» **Exercise material**:
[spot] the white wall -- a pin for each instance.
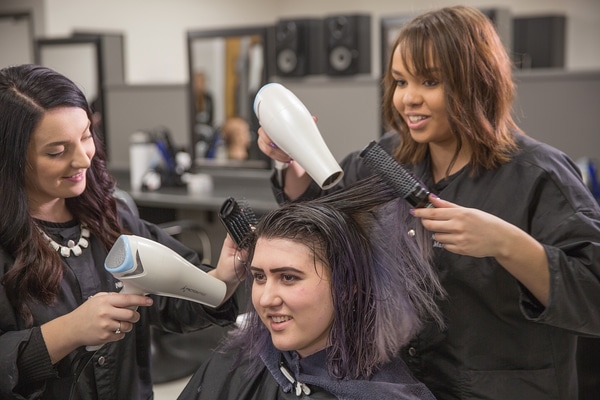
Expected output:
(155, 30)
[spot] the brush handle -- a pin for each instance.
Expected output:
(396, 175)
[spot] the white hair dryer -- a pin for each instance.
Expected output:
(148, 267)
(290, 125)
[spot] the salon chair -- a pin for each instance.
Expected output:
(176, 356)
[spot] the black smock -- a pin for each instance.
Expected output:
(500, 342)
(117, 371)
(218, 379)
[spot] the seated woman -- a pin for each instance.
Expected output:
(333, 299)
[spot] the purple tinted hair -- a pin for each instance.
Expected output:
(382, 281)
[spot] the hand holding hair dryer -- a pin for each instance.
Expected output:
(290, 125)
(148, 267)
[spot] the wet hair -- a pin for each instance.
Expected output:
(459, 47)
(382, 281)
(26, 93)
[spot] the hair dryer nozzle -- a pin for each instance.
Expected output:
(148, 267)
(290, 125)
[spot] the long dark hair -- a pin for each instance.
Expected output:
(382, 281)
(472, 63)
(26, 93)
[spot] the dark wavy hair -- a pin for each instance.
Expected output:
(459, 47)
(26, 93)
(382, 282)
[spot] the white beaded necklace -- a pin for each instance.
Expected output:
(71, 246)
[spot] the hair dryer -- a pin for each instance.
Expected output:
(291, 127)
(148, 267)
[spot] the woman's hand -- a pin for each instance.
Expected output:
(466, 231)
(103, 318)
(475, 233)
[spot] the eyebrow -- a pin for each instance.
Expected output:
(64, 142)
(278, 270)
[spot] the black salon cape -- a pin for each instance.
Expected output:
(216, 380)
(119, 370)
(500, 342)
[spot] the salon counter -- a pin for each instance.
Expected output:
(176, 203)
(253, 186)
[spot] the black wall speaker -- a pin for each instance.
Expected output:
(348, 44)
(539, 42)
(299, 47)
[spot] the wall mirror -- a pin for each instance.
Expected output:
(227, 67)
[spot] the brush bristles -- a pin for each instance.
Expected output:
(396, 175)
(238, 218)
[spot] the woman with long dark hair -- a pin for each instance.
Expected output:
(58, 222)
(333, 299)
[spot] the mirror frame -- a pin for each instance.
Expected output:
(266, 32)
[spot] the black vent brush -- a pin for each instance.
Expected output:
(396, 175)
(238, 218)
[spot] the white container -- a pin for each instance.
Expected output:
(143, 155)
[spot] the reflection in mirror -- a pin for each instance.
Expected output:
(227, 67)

» **Objective**:
Write out exactly the lines starting with the one that holds "[spot] the white beaded" and running through the last line above.

» **Solution**:
[spot] the white beaded necklace -- a pin for each instance.
Expected output:
(71, 246)
[spot] the hair dryer -- a pin for each instance.
Expected output:
(291, 127)
(148, 267)
[spot] the woman's hand -- a pin for each instance.
Expected output:
(466, 231)
(103, 318)
(475, 233)
[spot] the eyebrow -- a pin for each instance.
Expected output:
(64, 142)
(278, 270)
[spot] the black salon cape -- a pin for each instance.
Expected output:
(216, 380)
(119, 370)
(500, 342)
[spot] the salon counter -- a pin for each instance.
Expected output:
(176, 203)
(253, 186)
[spot] the black wall speaker -- a pin for each instance.
Expected output:
(348, 44)
(539, 42)
(299, 47)
[spot] the wall mirror -- a pin for each instance.
Expected output:
(227, 67)
[spot] the brush bristles -- a pin for each instance.
Expected output:
(396, 175)
(238, 218)
[spot] the woman with long dark hair -- a pin for each instance.
Expected output:
(58, 222)
(333, 299)
[spot] the mirror frame -- a pin for each instance.
Expected output:
(266, 32)
[spot] the black vent brush -- a pin for each instance.
Expected output:
(396, 175)
(238, 218)
[spot] the white container -- a pin for each instance.
Expected output:
(143, 155)
[spot] the reflection in mirror -- a pin for each instance.
Expected output:
(227, 67)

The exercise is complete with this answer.